▶ _Task instructions_: Every record below needs to be set down exactly. Pictures do not belong in the copy.

=== Source data ===

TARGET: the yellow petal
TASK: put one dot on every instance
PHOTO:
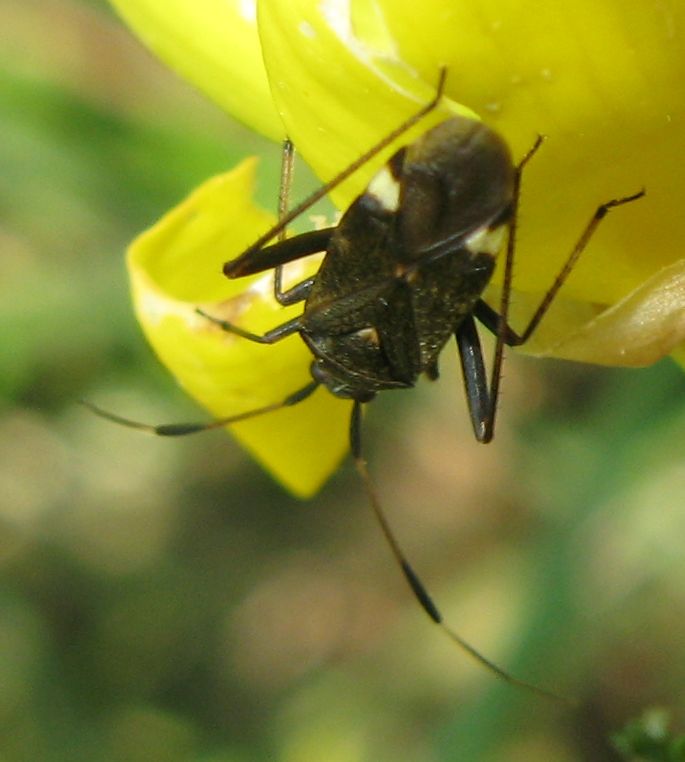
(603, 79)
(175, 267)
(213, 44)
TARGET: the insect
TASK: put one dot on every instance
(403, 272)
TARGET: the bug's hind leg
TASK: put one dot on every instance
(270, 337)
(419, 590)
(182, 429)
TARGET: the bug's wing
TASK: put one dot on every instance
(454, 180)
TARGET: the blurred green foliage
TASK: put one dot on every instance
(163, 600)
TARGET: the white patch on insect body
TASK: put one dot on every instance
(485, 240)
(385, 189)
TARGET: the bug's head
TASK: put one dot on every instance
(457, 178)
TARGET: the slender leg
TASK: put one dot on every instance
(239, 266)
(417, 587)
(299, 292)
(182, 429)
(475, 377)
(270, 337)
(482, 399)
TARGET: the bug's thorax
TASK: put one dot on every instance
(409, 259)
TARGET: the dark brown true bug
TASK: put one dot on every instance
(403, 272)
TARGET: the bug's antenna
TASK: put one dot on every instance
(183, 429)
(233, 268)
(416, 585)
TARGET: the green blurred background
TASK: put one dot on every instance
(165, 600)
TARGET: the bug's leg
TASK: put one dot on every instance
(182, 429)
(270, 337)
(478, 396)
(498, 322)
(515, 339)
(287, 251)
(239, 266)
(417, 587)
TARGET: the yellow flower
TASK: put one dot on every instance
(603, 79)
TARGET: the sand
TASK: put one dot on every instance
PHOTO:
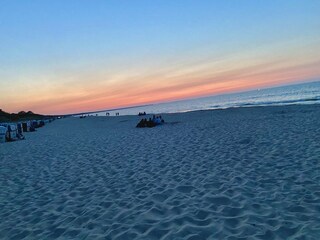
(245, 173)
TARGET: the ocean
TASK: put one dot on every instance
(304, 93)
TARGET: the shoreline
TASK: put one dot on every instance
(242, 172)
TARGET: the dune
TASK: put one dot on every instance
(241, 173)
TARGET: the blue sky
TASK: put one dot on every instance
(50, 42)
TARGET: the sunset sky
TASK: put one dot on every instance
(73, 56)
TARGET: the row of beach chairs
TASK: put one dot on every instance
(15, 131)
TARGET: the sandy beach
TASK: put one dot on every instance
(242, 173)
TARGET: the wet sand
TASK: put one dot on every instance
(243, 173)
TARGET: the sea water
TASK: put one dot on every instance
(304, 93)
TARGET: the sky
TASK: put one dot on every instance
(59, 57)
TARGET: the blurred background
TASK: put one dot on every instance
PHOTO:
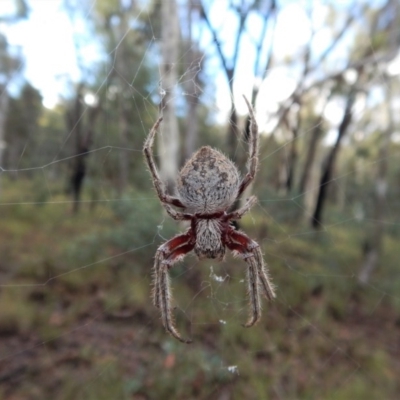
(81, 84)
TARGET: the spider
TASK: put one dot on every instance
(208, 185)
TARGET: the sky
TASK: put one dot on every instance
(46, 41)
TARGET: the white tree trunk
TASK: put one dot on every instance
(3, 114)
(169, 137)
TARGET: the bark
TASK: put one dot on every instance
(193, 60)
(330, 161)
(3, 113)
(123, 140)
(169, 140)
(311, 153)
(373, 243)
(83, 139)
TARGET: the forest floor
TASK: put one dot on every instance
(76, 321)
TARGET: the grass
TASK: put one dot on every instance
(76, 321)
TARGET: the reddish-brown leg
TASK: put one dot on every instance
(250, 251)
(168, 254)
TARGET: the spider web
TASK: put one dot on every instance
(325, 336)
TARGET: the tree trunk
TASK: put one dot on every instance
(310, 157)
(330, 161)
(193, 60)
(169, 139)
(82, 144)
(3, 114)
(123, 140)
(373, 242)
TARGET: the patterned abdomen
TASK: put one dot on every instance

===

▶ _Result_:
TARGET: the yellow petal
TASK: put one dot on every instance
PHOTO:
(603, 79)
(175, 267)
(213, 44)
TARGET: the insect
TASK: put one dot on every instance
(403, 272)
TARGET: the bug's hind leg
TASK: put one dot on every instance
(270, 337)
(419, 590)
(182, 429)
TARGET: the bug's wing
TASK: put one dot on every instance
(454, 180)
TARGET: the blurred green foliage
TASK: put one dot on every instance
(163, 600)
TARGET: the white patch on insect body
TASK: put one dot on every instance
(485, 240)
(385, 189)
TARGET: the bug's head
TASK: put one dot on every instance
(457, 178)
TARGET: the slender leg
TASK: put one dot on every instance
(239, 266)
(417, 587)
(299, 292)
(182, 429)
(475, 377)
(270, 337)
(482, 399)
TARGET: the bug's thorax
TASK: put one dot on every instance
(409, 259)
TARGET: the dark brown true bug
TASK: put one dot on every instance
(403, 272)
TARGET: the bug's antenna
TASK: put one dot on every instance
(183, 429)
(233, 268)
(416, 585)
TARGET: the green blurred background
TASK: put one dot on every instance
(165, 600)
TARGET: the bug's leg
TASK: put one dot on every instance
(182, 429)
(270, 337)
(478, 396)
(498, 322)
(515, 339)
(287, 251)
(239, 266)
(417, 587)
TARGET: the yellow flower
TASK: put one dot on every instance
(603, 79)
TARGET: the sand
TASK: put one dot on every instance
PHOTO:
(245, 173)
TARGET: the ocean
TASK: put one dot on every instance
(304, 93)
TARGET: the shoreline
TASK: put one dot on every instance
(242, 172)
TARGET: the dune
TASK: put one dot on every instance
(241, 173)
TARGET: the blue sky
TASK: put one dot on every instance
(50, 42)
TARGET: the sunset sky
TASK: put one dot on every instance
(73, 56)
TARGET: the row of beach chairs
TASK: put one dot on every instance
(15, 131)
TARGET: the sandy beach
TASK: put one dot on every instance
(242, 173)
TARGET: the wet sand
TASK: put one dot on every instance
(243, 173)
TARGET: the sea water
TASK: put one dot on every instance
(304, 93)
TARGET: the sky
TASK: put one dot on every instance
(59, 57)
TARGET: the blurred background
TASK: put one dot on every instance
PHOTO:
(81, 84)
TARGET: the spider
TASK: put one dot on every instance
(208, 185)
TARGET: the sky
TASK: put one dot on every instance
(46, 41)
TARGET: the white tree trunk
TASK: put one dot on every instance
(3, 114)
(169, 137)
TARGET: the bark
TASK: put one dot on every instance
(193, 60)
(330, 161)
(3, 113)
(123, 140)
(169, 140)
(311, 153)
(373, 243)
(83, 139)
TARGET: the forest floor
TASK: put one dot on every instance
(76, 321)
TARGET: the grass
TASK: put one dot on every instance
(76, 321)
TARGET: the reddish-brown leg
TASK: put one dot on every instance
(250, 251)
(168, 254)
TARGET: the spider web
TASK: put one dot on every instance
(325, 336)
TARGET: the tree trunk
TASK: put one dot on every instance
(310, 157)
(330, 161)
(193, 60)
(169, 139)
(82, 144)
(3, 114)
(123, 140)
(373, 242)
TARGET: the patterned abdomen
TASK: put one dot on every instance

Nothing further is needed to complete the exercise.